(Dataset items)
========================
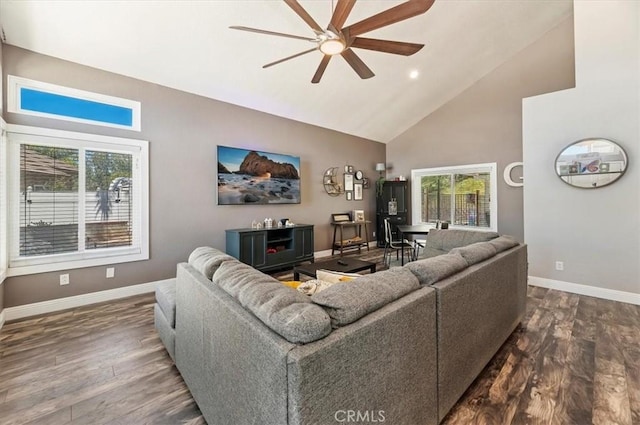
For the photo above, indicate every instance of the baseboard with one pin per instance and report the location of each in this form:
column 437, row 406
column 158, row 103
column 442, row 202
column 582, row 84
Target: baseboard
column 27, row 310
column 591, row 291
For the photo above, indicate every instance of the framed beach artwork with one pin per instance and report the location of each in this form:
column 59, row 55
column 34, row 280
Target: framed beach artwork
column 248, row 177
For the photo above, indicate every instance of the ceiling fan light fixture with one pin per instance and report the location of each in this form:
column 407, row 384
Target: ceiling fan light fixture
column 332, row 46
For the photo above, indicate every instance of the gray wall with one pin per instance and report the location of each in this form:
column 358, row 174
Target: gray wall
column 595, row 232
column 484, row 123
column 183, row 130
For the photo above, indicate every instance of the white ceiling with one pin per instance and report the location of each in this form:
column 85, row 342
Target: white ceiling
column 187, row 45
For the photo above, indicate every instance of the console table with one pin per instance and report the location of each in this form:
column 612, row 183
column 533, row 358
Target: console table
column 356, row 241
column 273, row 248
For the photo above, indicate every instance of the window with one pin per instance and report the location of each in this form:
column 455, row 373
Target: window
column 75, row 200
column 464, row 196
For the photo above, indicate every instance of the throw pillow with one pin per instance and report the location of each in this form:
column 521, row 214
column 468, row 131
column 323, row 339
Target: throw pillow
column 291, row 283
column 347, row 302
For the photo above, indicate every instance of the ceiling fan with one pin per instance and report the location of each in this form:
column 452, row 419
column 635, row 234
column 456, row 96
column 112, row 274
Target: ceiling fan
column 337, row 39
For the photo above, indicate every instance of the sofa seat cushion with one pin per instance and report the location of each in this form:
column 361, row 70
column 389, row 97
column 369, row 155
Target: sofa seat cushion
column 431, row 270
column 206, row 260
column 283, row 309
column 166, row 300
column 476, row 252
column 440, row 241
column 346, row 302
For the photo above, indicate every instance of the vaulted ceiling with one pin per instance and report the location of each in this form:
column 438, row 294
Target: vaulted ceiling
column 187, row 45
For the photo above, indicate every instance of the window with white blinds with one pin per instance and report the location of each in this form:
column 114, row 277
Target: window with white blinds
column 76, row 200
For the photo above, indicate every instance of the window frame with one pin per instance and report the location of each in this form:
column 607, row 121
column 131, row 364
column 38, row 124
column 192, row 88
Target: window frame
column 3, row 201
column 489, row 167
column 82, row 258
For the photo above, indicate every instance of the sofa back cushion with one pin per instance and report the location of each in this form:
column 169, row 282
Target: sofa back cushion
column 440, row 241
column 476, row 252
column 207, row 260
column 503, row 243
column 346, row 302
column 283, row 309
column 431, row 270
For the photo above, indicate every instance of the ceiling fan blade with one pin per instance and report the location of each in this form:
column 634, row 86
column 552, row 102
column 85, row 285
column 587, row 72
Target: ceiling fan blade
column 289, row 57
column 394, row 47
column 403, row 11
column 340, row 14
column 320, row 71
column 279, row 34
column 304, row 15
column 356, row 63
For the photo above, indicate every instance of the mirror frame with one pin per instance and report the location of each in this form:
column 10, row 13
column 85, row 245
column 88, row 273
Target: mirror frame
column 592, row 157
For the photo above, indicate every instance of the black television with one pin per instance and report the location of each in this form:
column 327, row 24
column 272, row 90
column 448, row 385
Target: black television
column 249, row 176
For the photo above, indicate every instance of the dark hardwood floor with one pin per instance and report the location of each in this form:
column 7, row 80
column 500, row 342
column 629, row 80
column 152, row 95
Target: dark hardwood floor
column 574, row 360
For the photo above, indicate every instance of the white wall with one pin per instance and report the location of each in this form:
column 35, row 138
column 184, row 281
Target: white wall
column 595, row 232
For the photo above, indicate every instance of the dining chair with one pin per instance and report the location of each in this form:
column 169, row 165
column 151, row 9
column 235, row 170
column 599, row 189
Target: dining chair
column 395, row 245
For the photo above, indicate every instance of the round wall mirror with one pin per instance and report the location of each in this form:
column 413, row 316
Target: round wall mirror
column 591, row 163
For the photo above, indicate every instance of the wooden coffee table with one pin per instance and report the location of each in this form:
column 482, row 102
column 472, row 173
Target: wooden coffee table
column 351, row 265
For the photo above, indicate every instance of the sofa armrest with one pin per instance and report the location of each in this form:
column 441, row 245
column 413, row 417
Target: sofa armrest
column 478, row 308
column 234, row 365
column 382, row 366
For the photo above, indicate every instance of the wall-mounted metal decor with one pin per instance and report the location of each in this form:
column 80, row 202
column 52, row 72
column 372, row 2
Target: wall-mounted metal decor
column 591, row 163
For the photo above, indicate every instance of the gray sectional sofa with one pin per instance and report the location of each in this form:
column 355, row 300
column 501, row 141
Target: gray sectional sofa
column 399, row 346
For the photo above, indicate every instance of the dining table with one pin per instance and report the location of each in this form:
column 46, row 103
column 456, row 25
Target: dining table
column 413, row 230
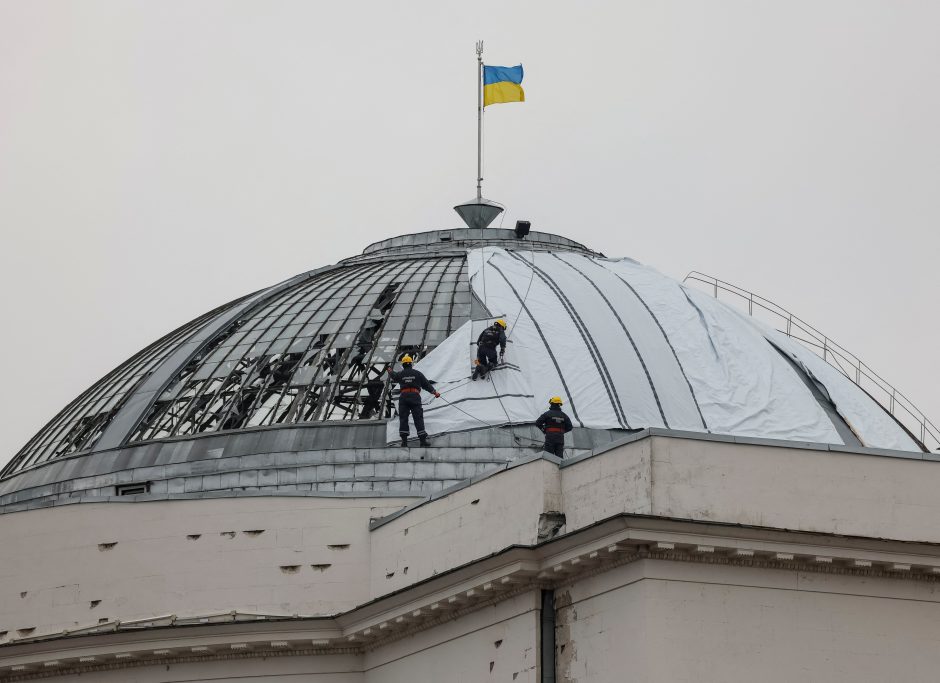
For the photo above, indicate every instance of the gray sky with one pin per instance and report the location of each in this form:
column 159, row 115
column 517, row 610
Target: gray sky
column 160, row 158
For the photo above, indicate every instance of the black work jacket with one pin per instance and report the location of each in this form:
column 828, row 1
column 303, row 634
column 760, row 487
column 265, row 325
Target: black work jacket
column 410, row 379
column 492, row 336
column 555, row 424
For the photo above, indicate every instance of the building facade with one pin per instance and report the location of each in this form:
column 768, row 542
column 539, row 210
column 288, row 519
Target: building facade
column 228, row 504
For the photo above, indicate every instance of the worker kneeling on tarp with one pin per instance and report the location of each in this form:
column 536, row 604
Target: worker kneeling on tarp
column 411, row 382
column 489, row 339
column 554, row 424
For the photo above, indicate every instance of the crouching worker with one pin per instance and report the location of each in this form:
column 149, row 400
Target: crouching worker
column 554, row 424
column 411, row 382
column 489, row 339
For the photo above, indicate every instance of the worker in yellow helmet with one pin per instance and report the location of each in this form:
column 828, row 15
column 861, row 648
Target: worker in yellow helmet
column 554, row 424
column 489, row 339
column 411, row 382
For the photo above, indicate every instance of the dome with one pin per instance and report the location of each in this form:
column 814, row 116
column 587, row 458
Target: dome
column 252, row 396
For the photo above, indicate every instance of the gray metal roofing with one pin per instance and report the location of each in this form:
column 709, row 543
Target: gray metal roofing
column 313, row 348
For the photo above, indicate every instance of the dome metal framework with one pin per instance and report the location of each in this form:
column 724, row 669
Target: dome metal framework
column 312, row 349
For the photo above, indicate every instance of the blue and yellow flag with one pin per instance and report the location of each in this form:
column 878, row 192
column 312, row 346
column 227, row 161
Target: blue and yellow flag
column 501, row 84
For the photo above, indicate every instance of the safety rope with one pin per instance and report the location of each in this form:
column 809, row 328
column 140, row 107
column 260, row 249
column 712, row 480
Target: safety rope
column 487, row 424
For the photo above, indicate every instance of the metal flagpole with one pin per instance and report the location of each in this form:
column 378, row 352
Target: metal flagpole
column 479, row 119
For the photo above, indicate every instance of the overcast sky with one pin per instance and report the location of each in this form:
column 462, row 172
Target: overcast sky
column 160, row 158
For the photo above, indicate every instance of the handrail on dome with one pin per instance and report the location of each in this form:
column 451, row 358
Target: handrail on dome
column 846, row 362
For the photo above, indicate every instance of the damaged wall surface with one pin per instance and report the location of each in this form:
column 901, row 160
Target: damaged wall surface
column 647, row 546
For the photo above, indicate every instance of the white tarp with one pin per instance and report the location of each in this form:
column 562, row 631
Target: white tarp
column 871, row 423
column 626, row 347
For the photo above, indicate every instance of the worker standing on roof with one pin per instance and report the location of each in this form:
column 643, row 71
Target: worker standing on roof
column 489, row 339
column 554, row 424
column 411, row 382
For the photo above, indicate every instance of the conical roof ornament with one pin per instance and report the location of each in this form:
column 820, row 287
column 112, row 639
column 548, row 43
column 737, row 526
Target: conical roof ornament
column 478, row 212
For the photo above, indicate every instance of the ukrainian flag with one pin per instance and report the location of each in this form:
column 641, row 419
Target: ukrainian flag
column 501, row 84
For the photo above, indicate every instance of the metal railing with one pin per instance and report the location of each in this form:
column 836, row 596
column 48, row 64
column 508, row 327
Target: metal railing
column 850, row 365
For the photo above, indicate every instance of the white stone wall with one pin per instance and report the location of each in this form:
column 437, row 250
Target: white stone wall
column 685, row 622
column 74, row 566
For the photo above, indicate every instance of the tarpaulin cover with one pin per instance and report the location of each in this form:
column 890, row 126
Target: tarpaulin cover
column 625, row 347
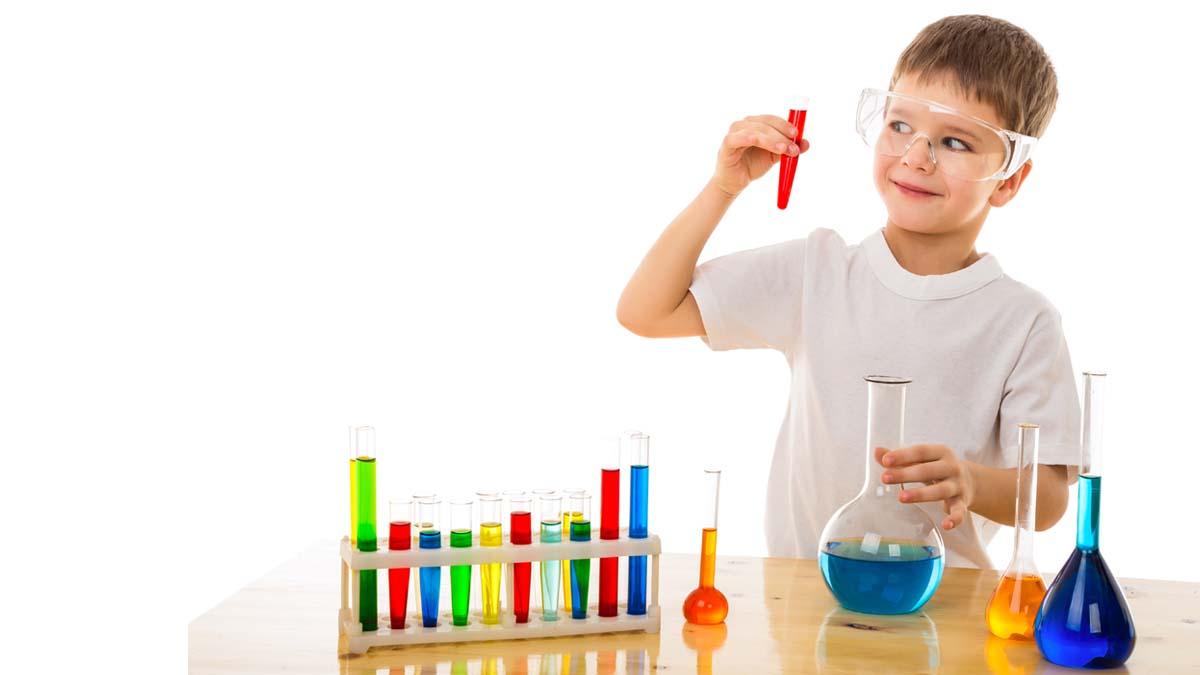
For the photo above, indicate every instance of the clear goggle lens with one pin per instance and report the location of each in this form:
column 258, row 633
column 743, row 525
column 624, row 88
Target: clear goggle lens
column 960, row 145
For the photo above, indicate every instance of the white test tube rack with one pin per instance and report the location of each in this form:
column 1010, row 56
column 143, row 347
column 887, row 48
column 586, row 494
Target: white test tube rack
column 414, row 633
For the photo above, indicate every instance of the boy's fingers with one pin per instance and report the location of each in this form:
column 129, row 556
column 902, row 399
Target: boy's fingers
column 777, row 123
column 879, row 455
column 957, row 512
column 761, row 135
column 923, row 472
column 935, row 493
column 912, row 454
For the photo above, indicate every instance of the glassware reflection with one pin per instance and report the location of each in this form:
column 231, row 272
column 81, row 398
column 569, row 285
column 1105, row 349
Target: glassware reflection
column 849, row 641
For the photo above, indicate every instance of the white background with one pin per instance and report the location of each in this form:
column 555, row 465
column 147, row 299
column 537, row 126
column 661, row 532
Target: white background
column 232, row 228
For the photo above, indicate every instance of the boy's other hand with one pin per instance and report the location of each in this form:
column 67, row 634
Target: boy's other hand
column 947, row 478
column 750, row 148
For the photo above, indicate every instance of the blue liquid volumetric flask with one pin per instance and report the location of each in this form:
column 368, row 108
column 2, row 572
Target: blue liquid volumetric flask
column 1084, row 621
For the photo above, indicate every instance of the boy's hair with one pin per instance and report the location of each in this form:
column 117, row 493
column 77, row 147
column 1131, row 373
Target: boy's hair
column 991, row 59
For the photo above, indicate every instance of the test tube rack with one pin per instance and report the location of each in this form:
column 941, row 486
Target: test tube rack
column 360, row 640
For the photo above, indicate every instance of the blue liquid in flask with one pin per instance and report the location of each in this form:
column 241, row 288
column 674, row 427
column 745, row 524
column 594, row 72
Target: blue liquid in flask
column 1084, row 621
column 883, row 578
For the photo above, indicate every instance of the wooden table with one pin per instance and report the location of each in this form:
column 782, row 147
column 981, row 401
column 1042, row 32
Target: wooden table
column 781, row 620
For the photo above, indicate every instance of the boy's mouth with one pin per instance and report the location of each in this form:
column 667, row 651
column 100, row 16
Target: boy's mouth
column 912, row 190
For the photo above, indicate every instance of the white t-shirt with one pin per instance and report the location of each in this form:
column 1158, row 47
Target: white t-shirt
column 984, row 353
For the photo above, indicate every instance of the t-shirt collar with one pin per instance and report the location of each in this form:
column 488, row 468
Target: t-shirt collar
column 931, row 287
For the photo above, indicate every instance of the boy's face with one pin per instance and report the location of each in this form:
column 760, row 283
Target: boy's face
column 955, row 204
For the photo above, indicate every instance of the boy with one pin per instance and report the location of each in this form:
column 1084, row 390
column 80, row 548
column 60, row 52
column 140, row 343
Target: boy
column 952, row 139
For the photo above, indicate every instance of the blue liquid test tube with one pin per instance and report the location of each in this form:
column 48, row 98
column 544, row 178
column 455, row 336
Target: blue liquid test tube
column 639, row 515
column 429, row 512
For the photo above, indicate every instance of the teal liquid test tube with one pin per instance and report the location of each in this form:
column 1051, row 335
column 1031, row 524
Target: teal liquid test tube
column 461, row 536
column 550, row 507
column 639, row 517
column 367, row 536
column 580, row 506
column 429, row 515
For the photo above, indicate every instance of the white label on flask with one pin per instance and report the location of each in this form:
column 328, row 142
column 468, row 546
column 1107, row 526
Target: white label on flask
column 870, row 543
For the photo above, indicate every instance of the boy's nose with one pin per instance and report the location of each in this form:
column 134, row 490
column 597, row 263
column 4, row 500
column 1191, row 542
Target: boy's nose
column 919, row 154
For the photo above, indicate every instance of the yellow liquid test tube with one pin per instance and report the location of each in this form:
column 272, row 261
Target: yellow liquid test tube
column 491, row 533
column 567, row 563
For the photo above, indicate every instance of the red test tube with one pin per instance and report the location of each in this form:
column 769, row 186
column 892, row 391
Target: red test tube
column 610, row 526
column 400, row 538
column 787, row 162
column 520, row 533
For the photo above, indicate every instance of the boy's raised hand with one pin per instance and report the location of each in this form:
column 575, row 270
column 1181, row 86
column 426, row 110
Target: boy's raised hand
column 750, row 148
column 946, row 478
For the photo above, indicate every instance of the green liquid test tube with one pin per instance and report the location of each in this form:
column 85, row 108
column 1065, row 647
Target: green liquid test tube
column 366, row 535
column 460, row 574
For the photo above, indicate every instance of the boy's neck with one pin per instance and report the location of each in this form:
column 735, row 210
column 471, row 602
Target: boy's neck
column 933, row 254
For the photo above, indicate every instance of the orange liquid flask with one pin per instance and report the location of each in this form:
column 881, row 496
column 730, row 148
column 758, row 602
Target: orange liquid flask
column 1014, row 603
column 707, row 605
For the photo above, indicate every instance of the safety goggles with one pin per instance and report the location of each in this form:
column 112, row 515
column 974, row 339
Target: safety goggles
column 964, row 147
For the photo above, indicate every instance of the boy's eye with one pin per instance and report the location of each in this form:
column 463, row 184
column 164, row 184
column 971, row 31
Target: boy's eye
column 955, row 144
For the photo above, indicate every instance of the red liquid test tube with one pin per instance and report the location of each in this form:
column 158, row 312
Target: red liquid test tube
column 610, row 529
column 400, row 538
column 520, row 533
column 787, row 162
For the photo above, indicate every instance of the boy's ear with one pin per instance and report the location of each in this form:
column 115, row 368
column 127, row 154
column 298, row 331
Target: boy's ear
column 1008, row 187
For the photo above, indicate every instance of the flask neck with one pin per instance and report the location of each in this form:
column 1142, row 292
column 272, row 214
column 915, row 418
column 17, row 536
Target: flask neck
column 1087, row 525
column 885, row 429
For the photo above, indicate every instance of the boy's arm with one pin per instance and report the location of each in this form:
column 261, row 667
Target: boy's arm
column 936, row 473
column 657, row 302
column 994, row 494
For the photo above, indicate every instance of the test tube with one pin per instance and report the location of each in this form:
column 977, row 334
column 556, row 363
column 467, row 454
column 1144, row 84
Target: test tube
column 567, row 532
column 367, row 538
column 429, row 514
column 610, row 524
column 581, row 568
column 400, row 538
column 520, row 533
column 550, row 507
column 796, row 117
column 639, row 512
column 460, row 574
column 354, row 485
column 491, row 533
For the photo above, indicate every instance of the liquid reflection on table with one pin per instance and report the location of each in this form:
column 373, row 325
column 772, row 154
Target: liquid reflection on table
column 781, row 620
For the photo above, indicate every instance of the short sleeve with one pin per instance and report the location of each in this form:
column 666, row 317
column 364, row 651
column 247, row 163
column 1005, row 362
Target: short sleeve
column 751, row 299
column 1042, row 390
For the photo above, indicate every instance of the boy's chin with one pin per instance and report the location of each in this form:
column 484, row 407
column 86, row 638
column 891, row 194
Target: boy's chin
column 917, row 225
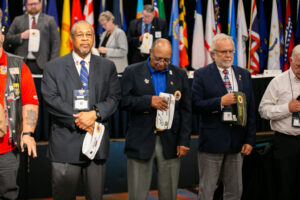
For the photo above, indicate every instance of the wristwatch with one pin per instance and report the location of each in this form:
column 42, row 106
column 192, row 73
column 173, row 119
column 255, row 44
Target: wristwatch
========================
◆ **Task item**:
The answer should be a single number: the count of lines in the data that include the string "wristwatch".

◆ **Answer for the task**:
2